Transcribe the stretch of the Vale strike article below from "The production and" through "Nick Larochelle said.".

§ **Document extract**:
=-=-=-=-=
An online voting period was underway at the time of writing.
The production and maintenance workers went on strike on June 1 after the majority voted to reject Vale's initial five-year offer.
Vale said it was disappointed with the union's recommendation to reject its second offer, which it said addressed issues of concern including wages, pensions and post-retiree benefits for new hires.
However USW Local 6500 said the second offer had "minimal improvements".
"Vale knows it provoked this strike by demanding concessions, yet it continues to attack health benefits," president Nick Larochelle said.
"Eliminating post-retirement health benefits from other staff is not a justification to take away these benefits from workers who are exposed to toxic and hazardous substances throughout their careers and who often develop serious illnesses and medical conditions in retirement."
The union also said Vale shareholders were paid "a whopping US$3.88 billion in dividends in the first three months of 2021 alone" and the company had received C$67.7 million in pandemic-related subsidies from the Canadian government.
"Our members and the community understand that Vale doesn't need concessions and that it can offer a better contract," Larochelle said.
Vale told local media the Canada Employment Wage Subsidy had allowed it to continue to pay employees and contractors who were not working due to concerns about the virus being potentially transmitted to vulnerable communities.
=-=-=-=-=
§ **Extracted data**:
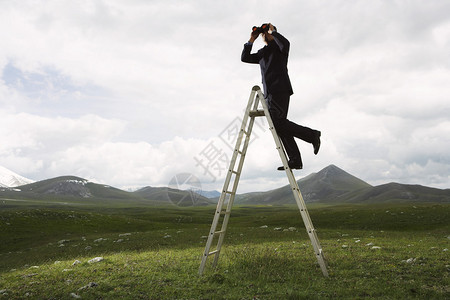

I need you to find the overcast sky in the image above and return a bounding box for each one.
[0,0,450,193]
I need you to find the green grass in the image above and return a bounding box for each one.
[0,204,450,299]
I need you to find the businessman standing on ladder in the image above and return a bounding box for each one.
[241,23,320,171]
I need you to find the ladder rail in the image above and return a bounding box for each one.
[212,95,259,268]
[199,86,328,277]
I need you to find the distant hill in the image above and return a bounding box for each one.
[346,183,450,203]
[133,186,213,206]
[236,165,450,205]
[0,165,450,206]
[0,166,34,188]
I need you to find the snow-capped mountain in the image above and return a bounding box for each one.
[0,166,34,187]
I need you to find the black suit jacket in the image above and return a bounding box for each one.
[241,31,293,97]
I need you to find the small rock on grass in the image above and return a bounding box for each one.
[78,282,98,291]
[72,259,81,266]
[88,257,103,264]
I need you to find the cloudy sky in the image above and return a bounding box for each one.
[0,0,450,192]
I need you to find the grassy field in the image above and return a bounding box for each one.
[0,202,450,299]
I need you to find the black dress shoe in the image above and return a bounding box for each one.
[277,160,303,171]
[312,130,320,155]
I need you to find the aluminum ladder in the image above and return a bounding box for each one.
[199,86,328,277]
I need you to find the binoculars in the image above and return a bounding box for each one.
[252,23,270,34]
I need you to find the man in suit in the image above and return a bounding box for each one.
[241,23,320,170]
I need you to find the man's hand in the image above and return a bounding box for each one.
[248,31,259,43]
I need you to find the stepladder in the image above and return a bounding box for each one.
[199,86,328,277]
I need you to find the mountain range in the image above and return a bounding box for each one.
[0,166,34,187]
[0,165,450,206]
[235,165,450,204]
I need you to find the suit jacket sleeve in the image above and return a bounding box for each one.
[241,43,259,64]
[272,31,290,54]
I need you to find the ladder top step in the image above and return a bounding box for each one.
[249,109,265,117]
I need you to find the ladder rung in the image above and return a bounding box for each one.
[249,109,265,117]
[208,250,219,256]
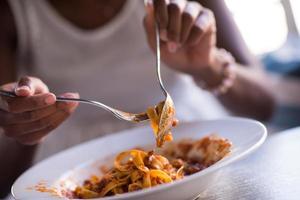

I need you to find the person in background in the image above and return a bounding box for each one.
[0,0,274,198]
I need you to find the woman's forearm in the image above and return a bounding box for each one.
[218,66,275,121]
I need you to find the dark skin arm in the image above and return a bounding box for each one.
[0,0,37,199]
[145,0,274,120]
[0,0,78,199]
[198,0,274,120]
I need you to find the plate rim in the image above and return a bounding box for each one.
[11,117,268,200]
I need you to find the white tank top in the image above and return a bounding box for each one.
[9,0,226,160]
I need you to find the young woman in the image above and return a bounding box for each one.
[0,0,273,197]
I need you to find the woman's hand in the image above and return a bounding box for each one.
[144,0,218,85]
[0,77,78,145]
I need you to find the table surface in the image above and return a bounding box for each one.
[198,127,300,200]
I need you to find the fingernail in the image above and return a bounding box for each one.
[16,85,30,92]
[144,0,153,6]
[195,14,209,30]
[160,29,168,42]
[168,42,178,53]
[61,92,79,98]
[45,94,56,105]
[61,92,79,107]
=-=-=-=-=
§ **Solution**:
The production and maintenance workers went on strike on June 1 after the majority voted to reject Vale's initial five-year offer.
Vale said it was disappointed with the union's recommendation to reject its second offer, which it said addressed issues of concern including wages, pensions and post-retiree benefits for new hires.
However USW Local 6500 said the second offer had "minimal improvements".
"Vale knows it provoked this strike by demanding concessions, yet it continues to attack health benefits," president Nick Larochelle said.